- [Records to process]
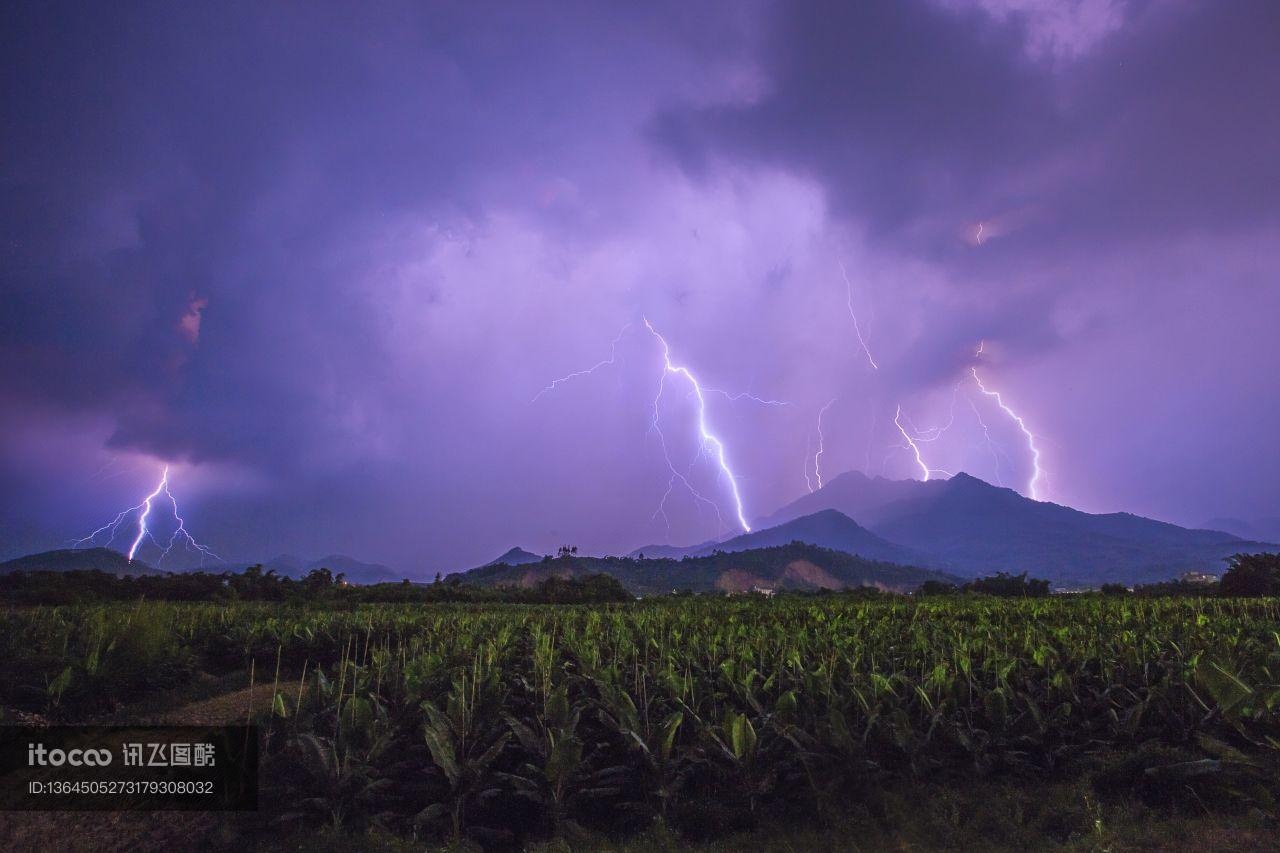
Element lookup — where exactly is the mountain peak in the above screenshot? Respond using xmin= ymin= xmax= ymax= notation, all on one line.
xmin=941 ymin=471 xmax=994 ymax=490
xmin=826 ymin=469 xmax=872 ymax=486
xmin=798 ymin=507 xmax=869 ymax=527
xmin=754 ymin=469 xmax=936 ymax=530
xmin=681 ymin=508 xmax=928 ymax=566
xmin=486 ymin=547 xmax=543 ymax=566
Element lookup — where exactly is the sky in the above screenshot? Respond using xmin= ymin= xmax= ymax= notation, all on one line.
xmin=2 ymin=0 xmax=1277 ymax=574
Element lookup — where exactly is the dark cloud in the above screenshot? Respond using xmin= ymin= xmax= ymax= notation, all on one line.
xmin=1 ymin=1 xmax=1277 ymax=570
xmin=652 ymin=0 xmax=1280 ymax=254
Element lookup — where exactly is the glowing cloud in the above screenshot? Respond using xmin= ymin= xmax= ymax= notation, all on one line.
xmin=178 ymin=295 xmax=209 ymax=344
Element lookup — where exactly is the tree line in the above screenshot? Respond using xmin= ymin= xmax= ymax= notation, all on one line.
xmin=0 ymin=553 xmax=1273 ymax=605
xmin=0 ymin=564 xmax=632 ymax=605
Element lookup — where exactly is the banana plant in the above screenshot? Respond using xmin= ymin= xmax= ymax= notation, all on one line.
xmin=697 ymin=708 xmax=780 ymax=816
xmin=415 ymin=672 xmax=511 ymax=842
xmin=499 ymin=683 xmax=610 ymax=837
xmin=592 ymin=678 xmax=686 ymax=822
xmin=267 ymin=731 xmax=392 ymax=832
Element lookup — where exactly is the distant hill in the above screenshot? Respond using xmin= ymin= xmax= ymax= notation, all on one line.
xmin=764 ymin=471 xmax=1272 ymax=584
xmin=631 ymin=510 xmax=930 ymax=566
xmin=309 ymin=554 xmax=400 ymax=584
xmin=627 ymin=541 xmax=718 ymax=560
xmin=458 ymin=541 xmax=959 ymax=595
xmin=1201 ymin=516 xmax=1280 ymax=545
xmin=225 ymin=553 xmax=401 ymax=584
xmin=485 ymin=547 xmax=544 ymax=566
xmin=0 ymin=548 xmax=160 ymax=577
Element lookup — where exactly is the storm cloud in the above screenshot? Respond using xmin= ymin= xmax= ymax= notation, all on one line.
xmin=2 ymin=1 xmax=1277 ymax=573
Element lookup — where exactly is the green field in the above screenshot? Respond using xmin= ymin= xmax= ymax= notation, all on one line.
xmin=2 ymin=596 xmax=1278 ymax=850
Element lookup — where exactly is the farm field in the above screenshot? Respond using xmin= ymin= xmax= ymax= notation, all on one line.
xmin=1 ymin=595 xmax=1278 ymax=851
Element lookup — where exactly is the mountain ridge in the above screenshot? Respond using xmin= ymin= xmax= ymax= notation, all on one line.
xmin=223 ymin=553 xmax=401 ymax=584
xmin=631 ymin=509 xmax=930 ymax=566
xmin=462 ymin=540 xmax=959 ymax=595
xmin=765 ymin=470 xmax=1273 ymax=583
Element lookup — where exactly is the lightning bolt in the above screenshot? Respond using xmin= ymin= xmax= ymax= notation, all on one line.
xmin=970 ymin=342 xmax=1045 ymax=500
xmin=837 ymin=260 xmax=939 ymax=484
xmin=73 ymin=507 xmax=144 ymax=554
xmin=125 ymin=470 xmax=169 ymax=561
xmin=647 ymin=413 xmax=728 ymax=535
xmin=893 ymin=405 xmax=953 ymax=481
xmin=643 ymin=318 xmax=751 ymax=532
xmin=965 ymin=394 xmax=1006 ymax=487
xmin=160 ymin=475 xmax=221 ymax=563
xmin=531 ymin=323 xmax=632 ymax=403
xmin=807 ymin=398 xmax=837 ymax=492
xmin=533 ymin=318 xmax=768 ymax=535
xmin=893 ymin=405 xmax=930 ymax=481
xmin=838 ymin=261 xmax=879 ymax=371
xmin=706 ymin=389 xmax=791 ymax=407
xmin=905 ymin=384 xmax=960 ymax=443
xmin=970 ymin=369 xmax=1044 ymax=500
xmin=74 ymin=466 xmax=221 ymax=565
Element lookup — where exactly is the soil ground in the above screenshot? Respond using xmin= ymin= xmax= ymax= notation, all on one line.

- [Your instructions]
Nothing but the lines from the one with "Element lookup — where exactly is the mountain ridge" through the final line of the records may appear in the answer, and each must be transcribed exactly.

- [Solution]
Element lookup — where exactly is the mountain ridge in the above screenshot? Respond using xmin= ymin= xmax= ymax= notation, all on one line.
xmin=223 ymin=553 xmax=401 ymax=584
xmin=631 ymin=509 xmax=930 ymax=566
xmin=462 ymin=540 xmax=959 ymax=595
xmin=765 ymin=470 xmax=1273 ymax=583
Element lookup — where exactly is the lightning bolt in the above screenshot? Respond using xmin= ymin= xmax= ymax= notation, all on one line.
xmin=970 ymin=342 xmax=1045 ymax=500
xmin=837 ymin=260 xmax=939 ymax=484
xmin=73 ymin=507 xmax=144 ymax=554
xmin=125 ymin=470 xmax=169 ymax=561
xmin=647 ymin=413 xmax=728 ymax=535
xmin=893 ymin=405 xmax=953 ymax=481
xmin=643 ymin=318 xmax=751 ymax=532
xmin=965 ymin=394 xmax=1006 ymax=487
xmin=160 ymin=475 xmax=221 ymax=563
xmin=531 ymin=323 xmax=632 ymax=403
xmin=807 ymin=398 xmax=837 ymax=492
xmin=533 ymin=318 xmax=768 ymax=535
xmin=893 ymin=405 xmax=930 ymax=481
xmin=838 ymin=261 xmax=879 ymax=371
xmin=706 ymin=389 xmax=791 ymax=407
xmin=905 ymin=384 xmax=960 ymax=443
xmin=970 ymin=369 xmax=1044 ymax=500
xmin=74 ymin=466 xmax=221 ymax=565
Element lookup — where exactly is the soil ground in the above screenshot? Respond using xmin= ymin= xmax= ymax= notation, all on one line.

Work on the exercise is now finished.